BEREITGESTELLTER TEXT:

# Angeln auf Mallorca



## albee (26. Juni 2004)

Hallo!

Ich fliege in wenigen Tagen nach Mallorca und wollte meine Angelsachen natürlich NICHT zu Hause lassen.
Ich hatte vor evt auf Raubfisch zu gehen. Was habe ich da für chancen? Mit welchem Köder? Wobbler? Spinner? Jings? 
Ich bin in can pastilla, also 3 km westlich von Palma. 
Wäre glücklich über jedes Posting, 

Gruß und Petra geil!


----------



## Seeteufelfreund (27. Juni 2004)

*AW: Angeln auf Mallorca*

@albee
 Hi,zuerst solltest du dich informieren wegen Sportgepäck bei deiner Airline.
 Ruten sind kein Handgepäck.
 Angeln im Mittelmeer = Fantastisch.
 Du kannst jede Art von Angeln betreiben,da hoher Artenreichtum.
 Würde mich aber zuerst am Hafen oder Fischmarkt erkundigen,was zur Zeit
 gefangen wird,und einheimische Angler beobachten ( sehr wichtig ).
 War zwar selber noch nicht auf Malle,aber Nordafrika ist mir bekannt.
 Mittelmeer ist Mittelmeer,da gibts keine Grenzen.

 Petri Seeteufelfreund


----------



## 1a-angelshop.de (10. Juli 2004)

*AW: Angeln auf Mallorca*

Hallo,


komme gerade aus Spanien Moraira (gegenüber von Ibiza auf dem Festland)

*Devise: Doraden statt Dorsche #: *

Angeln dort vom Felsenufer aus (Felsen/Klippen zwischen den Stränden) oder im Hafen oder Hafenmole

vorwiegend wird mit Brot geangelt längere Bolo-Rute oder Stippe mit feinem Gerät 

Auch Grundangeln mit Wurm, Muschel oder Fetzenköder

Spinnangeln mit kleinem Twister und Spirolino-Montage (keine schweren Jig-Köpfe, da sonst ständig Hänger und oberflächennahe Führung erforderlich)


----------



## Agalatze (10. Juli 2004)

DATENAUSZUG:
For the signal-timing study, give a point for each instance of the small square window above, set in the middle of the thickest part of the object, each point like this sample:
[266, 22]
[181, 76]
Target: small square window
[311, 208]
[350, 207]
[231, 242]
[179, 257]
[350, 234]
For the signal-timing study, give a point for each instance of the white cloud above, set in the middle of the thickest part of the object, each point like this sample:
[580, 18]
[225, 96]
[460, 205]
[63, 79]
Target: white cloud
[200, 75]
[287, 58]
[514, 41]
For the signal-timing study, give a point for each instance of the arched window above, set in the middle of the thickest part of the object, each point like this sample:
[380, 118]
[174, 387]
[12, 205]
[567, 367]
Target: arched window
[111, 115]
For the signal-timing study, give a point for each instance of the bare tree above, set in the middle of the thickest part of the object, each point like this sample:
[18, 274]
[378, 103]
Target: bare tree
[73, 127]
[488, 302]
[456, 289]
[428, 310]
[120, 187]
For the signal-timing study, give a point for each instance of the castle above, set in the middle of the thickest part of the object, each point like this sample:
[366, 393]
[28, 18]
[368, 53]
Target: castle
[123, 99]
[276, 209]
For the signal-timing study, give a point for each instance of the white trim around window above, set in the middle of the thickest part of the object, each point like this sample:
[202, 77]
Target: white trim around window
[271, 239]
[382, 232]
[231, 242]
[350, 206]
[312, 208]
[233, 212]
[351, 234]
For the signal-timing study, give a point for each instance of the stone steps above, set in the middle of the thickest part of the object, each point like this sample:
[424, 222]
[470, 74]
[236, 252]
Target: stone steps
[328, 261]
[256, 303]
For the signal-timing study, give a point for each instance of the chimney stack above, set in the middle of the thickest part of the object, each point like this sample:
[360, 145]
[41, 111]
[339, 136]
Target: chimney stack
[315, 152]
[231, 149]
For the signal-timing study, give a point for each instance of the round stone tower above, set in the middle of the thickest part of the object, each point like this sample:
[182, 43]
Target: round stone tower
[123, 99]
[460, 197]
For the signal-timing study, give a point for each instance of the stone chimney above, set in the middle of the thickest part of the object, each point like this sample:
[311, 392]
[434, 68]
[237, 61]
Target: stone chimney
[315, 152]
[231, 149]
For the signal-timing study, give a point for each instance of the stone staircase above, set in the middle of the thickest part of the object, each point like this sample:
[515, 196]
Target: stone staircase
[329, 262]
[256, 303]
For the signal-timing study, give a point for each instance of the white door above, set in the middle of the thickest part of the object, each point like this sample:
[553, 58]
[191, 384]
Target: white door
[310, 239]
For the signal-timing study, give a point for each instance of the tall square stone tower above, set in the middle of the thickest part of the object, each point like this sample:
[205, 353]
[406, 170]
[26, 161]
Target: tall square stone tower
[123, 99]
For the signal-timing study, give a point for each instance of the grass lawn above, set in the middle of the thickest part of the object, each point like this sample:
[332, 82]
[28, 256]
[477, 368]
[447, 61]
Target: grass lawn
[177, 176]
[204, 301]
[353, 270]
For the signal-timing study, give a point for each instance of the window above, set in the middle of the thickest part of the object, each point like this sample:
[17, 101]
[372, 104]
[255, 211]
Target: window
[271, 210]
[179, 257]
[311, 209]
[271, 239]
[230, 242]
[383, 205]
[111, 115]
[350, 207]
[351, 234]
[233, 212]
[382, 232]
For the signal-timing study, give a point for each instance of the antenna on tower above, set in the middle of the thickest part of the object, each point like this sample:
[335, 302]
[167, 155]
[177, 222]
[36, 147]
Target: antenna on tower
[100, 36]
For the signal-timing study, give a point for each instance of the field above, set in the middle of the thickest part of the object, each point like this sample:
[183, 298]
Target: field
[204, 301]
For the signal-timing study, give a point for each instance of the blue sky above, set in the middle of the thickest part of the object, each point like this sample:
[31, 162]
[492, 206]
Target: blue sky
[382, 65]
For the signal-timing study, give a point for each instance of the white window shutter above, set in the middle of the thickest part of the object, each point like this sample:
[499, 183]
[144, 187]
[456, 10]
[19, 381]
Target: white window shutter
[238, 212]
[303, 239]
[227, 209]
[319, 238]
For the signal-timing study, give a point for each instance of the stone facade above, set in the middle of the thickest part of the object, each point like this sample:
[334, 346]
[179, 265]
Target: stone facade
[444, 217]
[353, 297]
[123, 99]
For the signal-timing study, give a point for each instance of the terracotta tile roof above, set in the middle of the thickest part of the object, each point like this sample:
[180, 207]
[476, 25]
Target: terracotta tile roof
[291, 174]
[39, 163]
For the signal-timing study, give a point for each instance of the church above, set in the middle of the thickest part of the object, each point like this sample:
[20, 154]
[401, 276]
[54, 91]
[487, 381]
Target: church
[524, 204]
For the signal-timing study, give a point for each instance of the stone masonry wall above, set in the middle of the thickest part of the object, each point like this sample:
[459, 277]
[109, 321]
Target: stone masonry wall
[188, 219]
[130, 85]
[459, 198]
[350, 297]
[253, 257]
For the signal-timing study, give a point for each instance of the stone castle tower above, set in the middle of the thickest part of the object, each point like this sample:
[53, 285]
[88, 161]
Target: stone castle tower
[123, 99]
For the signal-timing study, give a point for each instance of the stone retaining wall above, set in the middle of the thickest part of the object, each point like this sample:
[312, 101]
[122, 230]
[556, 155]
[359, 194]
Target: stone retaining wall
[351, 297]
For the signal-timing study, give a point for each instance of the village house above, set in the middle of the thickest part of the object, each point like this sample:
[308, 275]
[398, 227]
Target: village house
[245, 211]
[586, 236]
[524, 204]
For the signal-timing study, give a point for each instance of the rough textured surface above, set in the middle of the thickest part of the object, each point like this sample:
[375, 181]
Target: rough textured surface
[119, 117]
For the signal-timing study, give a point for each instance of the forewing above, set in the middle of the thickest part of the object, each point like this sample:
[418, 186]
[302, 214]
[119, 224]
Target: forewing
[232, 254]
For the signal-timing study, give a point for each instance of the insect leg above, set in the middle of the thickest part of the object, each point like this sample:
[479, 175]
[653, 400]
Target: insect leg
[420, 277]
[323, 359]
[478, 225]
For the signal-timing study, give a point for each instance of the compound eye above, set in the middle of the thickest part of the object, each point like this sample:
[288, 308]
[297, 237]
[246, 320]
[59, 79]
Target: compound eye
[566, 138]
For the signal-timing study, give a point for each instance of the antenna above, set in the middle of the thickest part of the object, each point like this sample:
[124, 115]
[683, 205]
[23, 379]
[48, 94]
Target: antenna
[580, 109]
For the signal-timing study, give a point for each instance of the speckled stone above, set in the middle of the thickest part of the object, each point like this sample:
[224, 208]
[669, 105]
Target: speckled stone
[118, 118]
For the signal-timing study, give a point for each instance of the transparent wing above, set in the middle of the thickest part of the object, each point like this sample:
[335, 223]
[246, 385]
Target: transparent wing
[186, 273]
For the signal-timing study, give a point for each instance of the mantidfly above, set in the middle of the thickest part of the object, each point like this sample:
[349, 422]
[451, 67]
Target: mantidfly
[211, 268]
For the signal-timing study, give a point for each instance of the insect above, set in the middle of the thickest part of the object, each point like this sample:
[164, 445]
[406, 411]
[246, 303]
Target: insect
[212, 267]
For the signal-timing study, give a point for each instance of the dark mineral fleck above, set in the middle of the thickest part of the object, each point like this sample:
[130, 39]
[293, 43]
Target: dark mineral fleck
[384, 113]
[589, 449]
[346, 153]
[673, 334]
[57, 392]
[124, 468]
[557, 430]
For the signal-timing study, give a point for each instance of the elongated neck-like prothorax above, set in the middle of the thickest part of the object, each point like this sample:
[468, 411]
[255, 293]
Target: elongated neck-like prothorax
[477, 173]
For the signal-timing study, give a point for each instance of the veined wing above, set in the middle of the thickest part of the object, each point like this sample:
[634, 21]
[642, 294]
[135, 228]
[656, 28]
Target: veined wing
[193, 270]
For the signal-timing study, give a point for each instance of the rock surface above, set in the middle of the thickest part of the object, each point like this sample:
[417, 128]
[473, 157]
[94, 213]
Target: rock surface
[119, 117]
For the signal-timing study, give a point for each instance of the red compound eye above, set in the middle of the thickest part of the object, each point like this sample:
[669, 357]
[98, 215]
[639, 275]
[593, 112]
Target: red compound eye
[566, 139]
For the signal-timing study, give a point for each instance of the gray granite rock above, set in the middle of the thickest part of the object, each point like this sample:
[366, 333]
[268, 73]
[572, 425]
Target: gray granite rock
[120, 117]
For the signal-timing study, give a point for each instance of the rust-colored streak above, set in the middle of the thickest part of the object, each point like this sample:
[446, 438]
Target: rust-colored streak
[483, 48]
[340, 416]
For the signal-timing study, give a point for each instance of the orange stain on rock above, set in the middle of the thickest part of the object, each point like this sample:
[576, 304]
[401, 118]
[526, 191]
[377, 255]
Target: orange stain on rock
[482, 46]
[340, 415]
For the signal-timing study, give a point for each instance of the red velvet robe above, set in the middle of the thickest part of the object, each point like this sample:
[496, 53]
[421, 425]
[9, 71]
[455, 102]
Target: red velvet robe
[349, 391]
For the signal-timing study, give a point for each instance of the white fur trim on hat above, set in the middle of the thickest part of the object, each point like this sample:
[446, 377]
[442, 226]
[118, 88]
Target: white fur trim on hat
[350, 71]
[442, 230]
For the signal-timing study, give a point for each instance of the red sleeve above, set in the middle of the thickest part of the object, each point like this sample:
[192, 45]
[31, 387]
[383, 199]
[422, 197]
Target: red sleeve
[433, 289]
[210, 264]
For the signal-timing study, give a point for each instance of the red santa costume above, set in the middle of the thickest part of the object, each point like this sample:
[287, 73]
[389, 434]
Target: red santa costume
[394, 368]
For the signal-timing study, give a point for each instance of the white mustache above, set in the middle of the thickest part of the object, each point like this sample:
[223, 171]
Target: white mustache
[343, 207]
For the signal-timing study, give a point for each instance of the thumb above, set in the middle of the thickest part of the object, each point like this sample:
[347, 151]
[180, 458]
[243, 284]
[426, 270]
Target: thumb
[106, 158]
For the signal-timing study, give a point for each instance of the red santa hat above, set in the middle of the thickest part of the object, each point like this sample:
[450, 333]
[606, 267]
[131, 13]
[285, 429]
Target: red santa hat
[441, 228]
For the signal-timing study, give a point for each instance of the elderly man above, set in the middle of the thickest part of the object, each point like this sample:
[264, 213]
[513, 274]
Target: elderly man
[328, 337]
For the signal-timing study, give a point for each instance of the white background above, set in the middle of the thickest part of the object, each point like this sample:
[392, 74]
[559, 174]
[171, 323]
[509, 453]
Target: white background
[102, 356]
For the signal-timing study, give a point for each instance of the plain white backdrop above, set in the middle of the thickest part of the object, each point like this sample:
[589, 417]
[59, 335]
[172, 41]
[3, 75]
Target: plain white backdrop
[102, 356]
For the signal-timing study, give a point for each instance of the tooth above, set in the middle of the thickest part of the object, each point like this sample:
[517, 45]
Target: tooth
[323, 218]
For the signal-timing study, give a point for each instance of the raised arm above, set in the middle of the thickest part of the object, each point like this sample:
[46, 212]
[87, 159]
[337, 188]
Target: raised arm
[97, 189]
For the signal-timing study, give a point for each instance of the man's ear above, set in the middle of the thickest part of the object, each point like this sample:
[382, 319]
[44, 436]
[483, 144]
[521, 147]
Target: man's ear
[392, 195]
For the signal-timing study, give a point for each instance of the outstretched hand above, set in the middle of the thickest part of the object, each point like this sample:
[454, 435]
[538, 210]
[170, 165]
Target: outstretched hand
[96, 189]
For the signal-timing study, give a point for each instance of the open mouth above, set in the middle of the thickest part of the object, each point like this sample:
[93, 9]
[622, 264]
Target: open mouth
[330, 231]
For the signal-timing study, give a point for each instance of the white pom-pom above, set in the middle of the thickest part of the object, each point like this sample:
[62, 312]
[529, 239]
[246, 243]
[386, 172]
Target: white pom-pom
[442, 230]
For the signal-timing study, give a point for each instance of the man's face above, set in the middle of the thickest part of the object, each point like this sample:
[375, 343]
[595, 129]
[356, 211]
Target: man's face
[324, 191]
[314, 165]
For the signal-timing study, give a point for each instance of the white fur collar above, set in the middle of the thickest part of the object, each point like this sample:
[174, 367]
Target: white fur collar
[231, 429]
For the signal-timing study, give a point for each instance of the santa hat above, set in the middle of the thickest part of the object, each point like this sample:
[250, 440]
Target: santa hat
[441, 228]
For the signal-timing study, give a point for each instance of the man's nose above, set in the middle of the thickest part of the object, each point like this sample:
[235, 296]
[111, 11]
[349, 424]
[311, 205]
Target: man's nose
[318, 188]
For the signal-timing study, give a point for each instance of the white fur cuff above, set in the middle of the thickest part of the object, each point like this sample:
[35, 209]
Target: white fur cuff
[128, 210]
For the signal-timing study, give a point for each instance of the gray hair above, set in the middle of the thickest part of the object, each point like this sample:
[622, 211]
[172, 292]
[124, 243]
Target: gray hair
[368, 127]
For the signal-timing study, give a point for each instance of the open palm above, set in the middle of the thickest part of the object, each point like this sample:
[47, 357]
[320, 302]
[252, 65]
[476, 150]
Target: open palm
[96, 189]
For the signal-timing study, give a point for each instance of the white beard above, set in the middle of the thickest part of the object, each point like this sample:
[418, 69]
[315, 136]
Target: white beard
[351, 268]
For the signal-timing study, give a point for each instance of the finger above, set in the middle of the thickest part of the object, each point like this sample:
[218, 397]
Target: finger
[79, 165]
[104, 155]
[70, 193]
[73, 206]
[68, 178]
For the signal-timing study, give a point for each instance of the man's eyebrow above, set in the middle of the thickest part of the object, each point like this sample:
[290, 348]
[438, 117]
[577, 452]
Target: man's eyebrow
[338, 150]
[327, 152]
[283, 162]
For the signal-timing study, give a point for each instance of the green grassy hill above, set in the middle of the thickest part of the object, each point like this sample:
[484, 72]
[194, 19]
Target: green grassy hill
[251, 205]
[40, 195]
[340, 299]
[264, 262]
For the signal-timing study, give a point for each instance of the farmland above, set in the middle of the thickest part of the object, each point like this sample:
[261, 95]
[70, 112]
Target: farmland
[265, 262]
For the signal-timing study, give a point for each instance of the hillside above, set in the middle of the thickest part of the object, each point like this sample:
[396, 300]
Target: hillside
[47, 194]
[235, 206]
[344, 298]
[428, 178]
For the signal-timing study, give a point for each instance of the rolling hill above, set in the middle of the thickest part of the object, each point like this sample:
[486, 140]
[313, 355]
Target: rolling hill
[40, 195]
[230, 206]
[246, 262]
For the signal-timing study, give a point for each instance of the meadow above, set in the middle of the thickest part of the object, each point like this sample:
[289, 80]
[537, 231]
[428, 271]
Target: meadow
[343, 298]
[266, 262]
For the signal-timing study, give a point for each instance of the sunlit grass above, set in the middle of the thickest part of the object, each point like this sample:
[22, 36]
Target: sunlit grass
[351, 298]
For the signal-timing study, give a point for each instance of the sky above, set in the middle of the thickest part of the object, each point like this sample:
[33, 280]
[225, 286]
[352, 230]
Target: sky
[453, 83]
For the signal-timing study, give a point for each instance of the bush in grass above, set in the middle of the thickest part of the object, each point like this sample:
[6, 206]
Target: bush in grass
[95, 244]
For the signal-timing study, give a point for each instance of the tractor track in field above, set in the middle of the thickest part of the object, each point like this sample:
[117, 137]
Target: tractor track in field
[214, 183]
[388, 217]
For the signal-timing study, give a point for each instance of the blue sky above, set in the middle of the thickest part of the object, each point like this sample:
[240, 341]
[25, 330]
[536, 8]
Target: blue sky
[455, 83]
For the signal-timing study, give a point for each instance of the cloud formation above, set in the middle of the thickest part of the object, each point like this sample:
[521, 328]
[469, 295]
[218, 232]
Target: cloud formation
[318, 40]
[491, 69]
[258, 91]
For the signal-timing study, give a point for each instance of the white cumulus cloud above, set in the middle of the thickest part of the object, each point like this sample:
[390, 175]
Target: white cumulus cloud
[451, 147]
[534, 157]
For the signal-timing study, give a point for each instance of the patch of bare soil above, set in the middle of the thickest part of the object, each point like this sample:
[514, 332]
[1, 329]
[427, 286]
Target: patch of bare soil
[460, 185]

AUFGABENSTELLUNG: Führen Sie den Forenthread zum Angeln auf Mallorca an der Stelle fort, an der er endet. Die Datensätze werden für die Bearbeitung nicht benötigt.

ERGEBNIS:
*AW: Angeln auf Mallorca*

hallo, ich habe schon öfters auf mall geangelt.
da sind große meeräschen zu fangen. allerdings nicht immer ganz einfach. musst auch gucken wo sie sind. und natürlich diverse andere fischarten die ich nicht mit namen kenne. sogar kleine rochen und seezungen haben wir schon gefangen.
köder am besten bei anderen abbucken. ansonsten gibt es im sand ca 40-60cm tief kleine würmer. die sehen aus als hätten sie einen ölfilm drauf von der farbe her. mit denen kannst du gut angeln. und die blinker natürlich nicht vergessen.
viel glück
gruß agalatze


----------



## powermike1977 (11. Juli 2004)

*AW: Angeln auf Mallorca*

moin!
werde auch gegen ende august auf die insel gehen. habe in einem anderen posting schon mal gelesen, dass man sehr gut in saemtlichen haefen mallorca's die angler beobachten sollte. das werde ich auf jeden fall tun. 
wenn du ueber den "passeo" westlich in palma einfaehrst, gibts auch schon einen unuebersehbaren angelshop. muss mich aber selber noch besser erkundigen.


----------



## 1a-angelshop.de (11. Juli 2004)

*AW: Angeln auf Mallorca*



			
				Agalatze schrieb:
			
		

> hallo, ich habe schon öfters auf mall geangelt.
> da sind große meeräschen zu fangen. allerdings nicht immer ganz einfach. musst auch gucken wo sie sind.


Die sind nach meiner Erfahrung meistens im hafen oder den Wellenbrechern drumrum.

Füttern wichtig!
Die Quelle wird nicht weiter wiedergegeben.